TEXTO ORIGINAL:
★ ★ ★

Un día Corcho dejó de decirme Amalia y comenzó a llamarme por mi segundo nombre: María. En boca de Corcho yo era María Cano. Resulta que “La Flor del Trabajo” es ancestra mía: era la tía de mi abuelito paterno, o sea la tía abuela de mi papá, y por lo tanto mi tía bisabuela; esto es, más o menos, un cuarto grado de consanguinidad. Sin embargo, en aquella época yo no era consciente de quién era ella ni de su impacto social, pero no se me haría para nada extraño que Corcho sí lo supiera. Me pregunto si me empezó a decir María porque le hacía gracia o si, de alguna forma, intuyó esa cepa antes que yo. Desde que tengo memoria he cuestionado por qué el mundo es cómo es, con opresores y oprimidos. Diría que mi sangre, emparentada con la de María Cano, resonaba con Corcho y comprendía su potencial para cambiar eso.

A Corcho le gustaba mucho Pink Floyd. Tenía la idea de que preparáramos una especie de performance de Another Brick in the Wall, con coreografía y mensajes sobre la educación. En ese momento no le entendimos, quizás nos sonó demasiado rara o atrevida esta invitación. Con el paso del tiempo comprendí mejor su inconformismo frente a los moldes impuestos, sus disertaciones en clase sobre la globalización, su interés intelectual por la comedia, su dedicación para enriquecer su vocabulario, su necesidad de ahondar en los pensamientos y de expresar sus ideas de forma clara y elocuente. Ahora entiendo que aquella propuesta no era una simple ocurrencia de adolescente, sino una metáfora de lo que vendría después, su vida entera intentado derribar muros.

Sus cuadernos eran siempre los mismos: los clásicos de Norma, con hojas amarillas y los Derechos de los Niños en la contratapa. Eso era tan de ella, tan coherente con su forma de ser: una niña que, a los doce años, sino antes, ya hablaba de derechos, de justicia, de igualdad. Y cómo olvidar a Einstein, su extrovertido perrito tipo pinscher o chihuahua, que ladraba y brincaba feliz –eso creo– cuando nos reuníamos en su hogar, en un apartamento de un conjunto residencial en Robledo, en la Comuna 7 al noroccidente de Medellín. Incluso alguna vez decidimos acampar en aquella unidad, aunque finalmente terminamos durmiendo bajo techo en su pieza.

★ ★ ★

LISTA DE REGISTROS:

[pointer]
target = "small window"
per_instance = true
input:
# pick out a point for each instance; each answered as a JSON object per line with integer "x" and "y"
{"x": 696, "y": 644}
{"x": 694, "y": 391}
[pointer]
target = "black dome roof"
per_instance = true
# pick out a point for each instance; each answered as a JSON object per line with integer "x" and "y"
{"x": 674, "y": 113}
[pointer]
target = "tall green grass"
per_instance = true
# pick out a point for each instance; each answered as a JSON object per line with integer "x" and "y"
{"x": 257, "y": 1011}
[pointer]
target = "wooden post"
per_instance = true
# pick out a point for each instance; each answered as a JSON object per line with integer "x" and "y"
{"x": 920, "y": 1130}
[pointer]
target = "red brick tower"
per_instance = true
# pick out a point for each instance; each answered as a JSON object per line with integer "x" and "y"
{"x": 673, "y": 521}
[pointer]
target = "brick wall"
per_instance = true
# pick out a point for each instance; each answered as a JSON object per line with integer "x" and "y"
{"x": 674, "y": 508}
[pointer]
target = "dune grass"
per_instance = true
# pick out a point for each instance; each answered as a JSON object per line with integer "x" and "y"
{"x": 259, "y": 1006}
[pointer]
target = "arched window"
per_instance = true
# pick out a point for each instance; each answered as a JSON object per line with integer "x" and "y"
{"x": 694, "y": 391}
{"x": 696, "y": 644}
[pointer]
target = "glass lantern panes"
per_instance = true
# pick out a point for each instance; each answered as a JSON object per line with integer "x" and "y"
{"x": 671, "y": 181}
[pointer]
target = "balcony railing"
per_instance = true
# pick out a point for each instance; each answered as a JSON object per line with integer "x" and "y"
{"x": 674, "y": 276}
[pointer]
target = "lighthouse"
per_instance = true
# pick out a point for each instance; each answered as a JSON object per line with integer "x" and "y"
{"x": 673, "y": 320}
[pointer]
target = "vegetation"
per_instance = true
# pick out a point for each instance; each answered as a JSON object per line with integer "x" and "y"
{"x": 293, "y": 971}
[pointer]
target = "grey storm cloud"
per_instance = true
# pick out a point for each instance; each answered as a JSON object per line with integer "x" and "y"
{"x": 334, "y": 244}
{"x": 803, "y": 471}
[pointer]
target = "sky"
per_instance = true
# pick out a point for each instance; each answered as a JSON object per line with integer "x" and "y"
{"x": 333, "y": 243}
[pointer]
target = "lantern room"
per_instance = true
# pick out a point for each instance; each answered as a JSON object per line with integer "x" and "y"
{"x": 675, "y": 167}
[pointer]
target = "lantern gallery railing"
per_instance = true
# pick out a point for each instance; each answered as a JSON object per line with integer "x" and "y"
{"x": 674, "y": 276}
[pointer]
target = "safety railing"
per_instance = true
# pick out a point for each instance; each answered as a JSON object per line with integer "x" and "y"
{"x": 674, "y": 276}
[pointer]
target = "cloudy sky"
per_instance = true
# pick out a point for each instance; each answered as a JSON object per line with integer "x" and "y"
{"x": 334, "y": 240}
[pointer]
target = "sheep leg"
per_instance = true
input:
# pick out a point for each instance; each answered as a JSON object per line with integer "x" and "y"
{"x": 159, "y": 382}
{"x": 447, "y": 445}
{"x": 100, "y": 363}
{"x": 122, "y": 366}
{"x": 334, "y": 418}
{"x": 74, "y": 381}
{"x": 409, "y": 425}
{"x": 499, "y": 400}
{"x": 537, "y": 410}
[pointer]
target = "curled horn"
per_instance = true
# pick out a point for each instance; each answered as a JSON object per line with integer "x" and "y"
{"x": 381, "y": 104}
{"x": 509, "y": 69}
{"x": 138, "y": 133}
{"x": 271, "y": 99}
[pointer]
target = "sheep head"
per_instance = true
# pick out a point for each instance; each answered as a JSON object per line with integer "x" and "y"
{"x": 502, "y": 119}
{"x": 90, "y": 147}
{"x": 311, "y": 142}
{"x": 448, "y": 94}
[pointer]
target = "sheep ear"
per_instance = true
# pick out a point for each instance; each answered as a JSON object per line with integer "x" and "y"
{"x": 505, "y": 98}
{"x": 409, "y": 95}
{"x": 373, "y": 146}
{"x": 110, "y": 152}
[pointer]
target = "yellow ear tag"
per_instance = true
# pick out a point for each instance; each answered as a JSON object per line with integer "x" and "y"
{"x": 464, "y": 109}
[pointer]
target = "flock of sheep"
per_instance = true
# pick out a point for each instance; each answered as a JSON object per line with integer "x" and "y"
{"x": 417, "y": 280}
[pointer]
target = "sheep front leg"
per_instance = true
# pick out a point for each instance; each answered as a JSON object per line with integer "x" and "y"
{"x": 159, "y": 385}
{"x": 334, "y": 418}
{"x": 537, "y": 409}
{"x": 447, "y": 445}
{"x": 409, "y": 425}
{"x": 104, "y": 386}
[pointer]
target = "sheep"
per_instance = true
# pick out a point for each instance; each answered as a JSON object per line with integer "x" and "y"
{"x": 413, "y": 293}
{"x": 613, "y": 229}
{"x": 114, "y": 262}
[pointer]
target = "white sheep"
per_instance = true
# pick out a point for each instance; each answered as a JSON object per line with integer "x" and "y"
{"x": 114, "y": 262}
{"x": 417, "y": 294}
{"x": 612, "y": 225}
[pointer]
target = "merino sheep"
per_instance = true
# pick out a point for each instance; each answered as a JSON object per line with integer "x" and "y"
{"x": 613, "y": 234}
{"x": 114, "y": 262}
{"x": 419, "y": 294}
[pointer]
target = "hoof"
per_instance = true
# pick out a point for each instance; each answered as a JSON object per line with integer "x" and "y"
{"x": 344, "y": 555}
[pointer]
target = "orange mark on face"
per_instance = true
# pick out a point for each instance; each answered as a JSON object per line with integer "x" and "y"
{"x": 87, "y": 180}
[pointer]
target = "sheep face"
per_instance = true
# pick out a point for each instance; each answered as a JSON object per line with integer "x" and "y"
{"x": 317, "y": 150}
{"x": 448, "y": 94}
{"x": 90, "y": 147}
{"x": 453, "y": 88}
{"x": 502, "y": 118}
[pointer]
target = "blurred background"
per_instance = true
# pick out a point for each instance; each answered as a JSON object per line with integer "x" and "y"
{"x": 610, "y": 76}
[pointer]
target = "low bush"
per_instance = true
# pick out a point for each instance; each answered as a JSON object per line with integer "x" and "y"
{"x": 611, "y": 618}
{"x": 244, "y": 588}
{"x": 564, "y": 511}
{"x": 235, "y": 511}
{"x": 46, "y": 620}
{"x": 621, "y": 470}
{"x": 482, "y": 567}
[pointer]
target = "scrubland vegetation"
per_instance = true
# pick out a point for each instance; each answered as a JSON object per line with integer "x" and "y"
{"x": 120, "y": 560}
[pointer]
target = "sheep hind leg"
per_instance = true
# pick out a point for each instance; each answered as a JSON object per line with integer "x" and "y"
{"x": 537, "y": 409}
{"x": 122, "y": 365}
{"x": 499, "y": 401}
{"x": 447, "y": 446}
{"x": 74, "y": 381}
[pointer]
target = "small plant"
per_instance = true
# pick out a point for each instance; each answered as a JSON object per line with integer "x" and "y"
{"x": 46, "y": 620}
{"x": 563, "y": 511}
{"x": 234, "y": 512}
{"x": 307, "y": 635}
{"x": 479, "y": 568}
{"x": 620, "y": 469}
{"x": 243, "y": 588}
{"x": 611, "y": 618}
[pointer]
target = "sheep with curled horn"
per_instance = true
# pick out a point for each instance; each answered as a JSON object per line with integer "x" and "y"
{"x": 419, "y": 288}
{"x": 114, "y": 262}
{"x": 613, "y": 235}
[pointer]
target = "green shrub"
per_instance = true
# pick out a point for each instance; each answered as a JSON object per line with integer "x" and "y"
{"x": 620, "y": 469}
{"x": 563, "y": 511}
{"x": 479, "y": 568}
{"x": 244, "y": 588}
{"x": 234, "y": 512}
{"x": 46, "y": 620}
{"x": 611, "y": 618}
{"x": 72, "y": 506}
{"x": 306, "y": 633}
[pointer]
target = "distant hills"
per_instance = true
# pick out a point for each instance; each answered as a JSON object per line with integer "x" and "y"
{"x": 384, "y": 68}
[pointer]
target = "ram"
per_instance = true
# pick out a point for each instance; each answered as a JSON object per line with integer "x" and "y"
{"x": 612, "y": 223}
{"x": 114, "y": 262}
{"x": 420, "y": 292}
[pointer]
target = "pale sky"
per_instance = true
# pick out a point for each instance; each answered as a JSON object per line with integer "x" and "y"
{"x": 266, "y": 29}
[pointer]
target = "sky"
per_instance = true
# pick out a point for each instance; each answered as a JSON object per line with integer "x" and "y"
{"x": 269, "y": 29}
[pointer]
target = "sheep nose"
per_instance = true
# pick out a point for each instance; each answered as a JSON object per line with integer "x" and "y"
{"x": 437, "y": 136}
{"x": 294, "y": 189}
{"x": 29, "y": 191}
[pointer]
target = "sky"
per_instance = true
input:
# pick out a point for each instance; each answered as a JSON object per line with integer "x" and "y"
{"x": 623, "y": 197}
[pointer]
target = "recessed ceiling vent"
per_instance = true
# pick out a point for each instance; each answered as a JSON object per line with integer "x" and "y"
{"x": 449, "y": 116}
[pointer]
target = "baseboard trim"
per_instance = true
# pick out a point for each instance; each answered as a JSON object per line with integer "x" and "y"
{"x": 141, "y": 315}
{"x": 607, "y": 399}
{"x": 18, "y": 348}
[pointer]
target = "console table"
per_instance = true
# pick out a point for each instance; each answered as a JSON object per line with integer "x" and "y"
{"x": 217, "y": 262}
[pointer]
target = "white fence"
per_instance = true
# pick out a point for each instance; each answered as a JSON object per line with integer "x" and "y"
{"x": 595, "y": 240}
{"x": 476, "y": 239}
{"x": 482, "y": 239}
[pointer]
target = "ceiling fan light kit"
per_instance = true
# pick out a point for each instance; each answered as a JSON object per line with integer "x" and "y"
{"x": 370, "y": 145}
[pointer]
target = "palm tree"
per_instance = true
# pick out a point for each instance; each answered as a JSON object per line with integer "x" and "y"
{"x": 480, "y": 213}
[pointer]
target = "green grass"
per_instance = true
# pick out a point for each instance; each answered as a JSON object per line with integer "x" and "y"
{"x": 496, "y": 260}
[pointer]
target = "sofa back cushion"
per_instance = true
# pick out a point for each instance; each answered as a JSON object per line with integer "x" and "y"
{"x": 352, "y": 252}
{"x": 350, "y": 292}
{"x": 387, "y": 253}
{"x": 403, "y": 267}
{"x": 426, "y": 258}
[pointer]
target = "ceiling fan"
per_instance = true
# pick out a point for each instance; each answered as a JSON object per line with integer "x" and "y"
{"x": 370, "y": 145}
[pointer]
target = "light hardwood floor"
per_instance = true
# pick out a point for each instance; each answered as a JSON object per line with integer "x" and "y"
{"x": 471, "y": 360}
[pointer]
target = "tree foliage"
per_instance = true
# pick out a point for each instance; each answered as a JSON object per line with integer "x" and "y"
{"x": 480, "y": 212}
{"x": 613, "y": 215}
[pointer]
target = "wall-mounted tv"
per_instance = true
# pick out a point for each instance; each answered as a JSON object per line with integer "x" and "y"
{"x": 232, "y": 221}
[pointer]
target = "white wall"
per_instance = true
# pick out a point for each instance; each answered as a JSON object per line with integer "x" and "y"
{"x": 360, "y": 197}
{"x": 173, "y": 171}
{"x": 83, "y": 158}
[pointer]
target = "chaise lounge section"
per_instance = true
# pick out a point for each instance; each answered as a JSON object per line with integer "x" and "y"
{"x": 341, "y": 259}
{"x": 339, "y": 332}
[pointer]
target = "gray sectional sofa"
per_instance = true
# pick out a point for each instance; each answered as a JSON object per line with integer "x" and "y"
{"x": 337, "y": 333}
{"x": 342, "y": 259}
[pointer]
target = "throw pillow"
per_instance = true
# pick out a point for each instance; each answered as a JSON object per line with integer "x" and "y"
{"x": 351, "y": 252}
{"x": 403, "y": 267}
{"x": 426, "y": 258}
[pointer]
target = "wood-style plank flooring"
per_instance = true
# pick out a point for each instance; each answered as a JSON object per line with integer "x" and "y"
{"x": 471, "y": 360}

★ ★ ★

EJERCICIO 1:
Según el relato sobre Corcho, ¿cómo se llamaba su perrito?
EJERCICIO 2:
Copia tal cual, del relato sobre Corcho, el fragmento que empieza con las palabras "Sus cuadernos eran" y termina con "en su pieza.".
EJERCICIO 3:
Prolonga el relato sobre Corcho a partir del punto en que se detiene.

RESPUESTA 1:
Einstein.

RESPUESTA 2:
Sus cuadernos eran siempre los mismos: los clásicos de Norma, con hojas amarillas y los Derechos de los Niños en la contratapa. Eso era tan de ella, tan coherente con su forma de ser: una niña que, a los doce años, sino antes, ya hablaba de derechos, de justicia, de igualdad. Y cómo olvidar a Einstein, su extrovertido perrito tipo pinscher o chihuahua, que ladraba y brincaba feliz –eso creo– cuando nos reuníamos en su hogar, en un apartamento de un conjunto residencial en Robledo, en la Comuna 7 al noroccidente de Medellín. Incluso alguna vez decidimos acampar en aquella unidad, aunque finalmente terminamos durmiendo bajo techo en su pieza.

RESPUESTA 3:
Décimo fue un año muy importante en mi vida. Soy una persona introvertida, pero entonces lo era aún más. Por esto, la profe Viviana, nuestra consejera, decidió ubicarme entre compañeras más conversadoras, entre ellas Corcho. Parece que el cambio dio resultado: respondí bien al entorno y salí hasta buena interlocutora. Corcho se reía con mis ocurrencias y quiso que sus amigas también me escucharan. Pero cuando estábamos todas juntas, en ese nuevo grupo, me quedaba callada, dejando a Corcho como un zapato frente a quienes esperaban a toda una cuenta chistes profesional. Yo era como Michigan J. Frog, la rana de los Looney Tunes que canta y baila, pero no frente a todos. Con el tiempo fui agarrando confianza y me integré a este nuevo grupo de amigas –también obtuve un par de anotaciones en el libro de disciplina–; duramos varios años juntas, incluso después de graduarnos. Éramos seis: Bivi, Corcho, Luisa, Mónica, Yadi y yo; curiosamente cuando acordábamos encontrarnos por fuera del colegio, no se completaba el grupo, pero mínimo llegábamos tres. A esto le llamamos “la ley del cincuenta por ciento”.

Fue un gran año, hicimos muchísimas cosas, nos reímos un montón. Luisa, Corcho y yo inventábamos letras con el ritmo de canciones de moda, inspiradas en anécdotas propias y ajenas; nos pusimos “Alucor”, un acrónimo que mezcla nuestros nombres. Al finalizar décimo, en la biblioteca, escribimos un pacto de amistad, era un acta en la que nos comprometimos a reencontrarnos cinco años después, las seis, frente al Liceo. No lo cumplimos. Solo llegamos tres, cumpliéndose, eso sí, “la ley del cincuenta por ciento”.

¡Tengo tantos recuerdos de esa época! La Feria de la Ciencia en la que presentamos un modelo de ascensor eléctrico, la camaradería con los profesores, las dramatizaciones de alto nivel que incluían múltiples ensayos en la casa de Mónica en Prado Centro, donde también grabamos un video para una obra de teatro futurista que presentamos en la clase de inglés del profesor Over Wilson. Nos íbamos caminando desde La América hasta Prado porque nos manteníamos desplatadas. Corcho siempre era de las que proponía, organizaba, motivaba. El sentido del humor fue muy importante entre nosotras. Como aquella vez que, subiendo las escaleras del colegio, después del descanso, Juan Carlos le gritó desde abajo: “¡Corcho, o sea que entre vos y yo en este momento existe una fuerza de atracción!”. Estaban estudiando física, puntualmente la fuerza gravitacional, pero claro, todos nos reímos porque sonaba a otra cosa. Ella quedó perpleja un momento y luego se echó a reír como con nervios.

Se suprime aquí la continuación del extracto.